Each line from the one containing "box: [1048, 330, 1068, 358]" through the final line of the records is to be repeated exactly, with no additions.

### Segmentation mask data
———

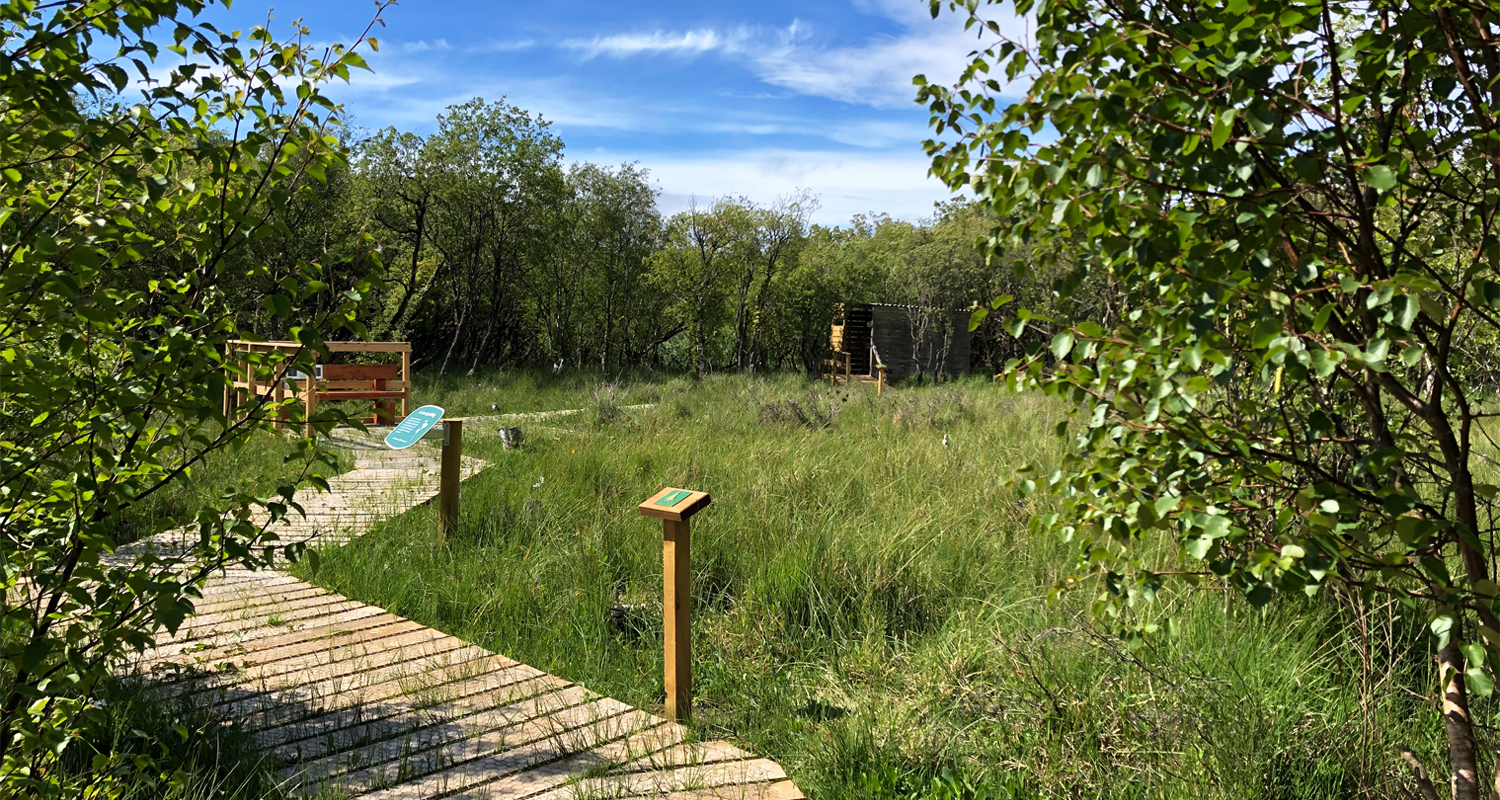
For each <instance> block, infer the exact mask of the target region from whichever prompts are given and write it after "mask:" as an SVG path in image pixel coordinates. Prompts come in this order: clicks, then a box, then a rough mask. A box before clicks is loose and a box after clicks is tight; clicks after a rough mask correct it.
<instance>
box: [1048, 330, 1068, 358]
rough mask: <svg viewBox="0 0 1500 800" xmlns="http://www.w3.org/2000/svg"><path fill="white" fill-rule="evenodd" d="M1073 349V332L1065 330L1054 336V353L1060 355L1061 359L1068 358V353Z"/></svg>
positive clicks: (1059, 357) (1052, 338) (1053, 338)
mask: <svg viewBox="0 0 1500 800" xmlns="http://www.w3.org/2000/svg"><path fill="white" fill-rule="evenodd" d="M1071 351H1073V332H1068V330H1064V332H1062V333H1058V335H1056V336H1053V338H1052V353H1053V356H1058V359H1059V360H1062V359H1067V357H1068V353H1071Z"/></svg>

———

### Response
box: [1048, 330, 1068, 358]
rough mask: <svg viewBox="0 0 1500 800" xmlns="http://www.w3.org/2000/svg"><path fill="white" fill-rule="evenodd" d="M1073 349V332L1065 330L1054 336V353L1060 355L1061 359L1068 358V353Z"/></svg>
positive clicks: (1059, 357) (1052, 338) (1053, 338)
mask: <svg viewBox="0 0 1500 800" xmlns="http://www.w3.org/2000/svg"><path fill="white" fill-rule="evenodd" d="M1071 351H1073V332H1068V330H1064V332H1062V333H1058V335H1056V336H1053V338H1052V353H1053V356H1058V359H1059V360H1062V359H1067V357H1068V353H1071Z"/></svg>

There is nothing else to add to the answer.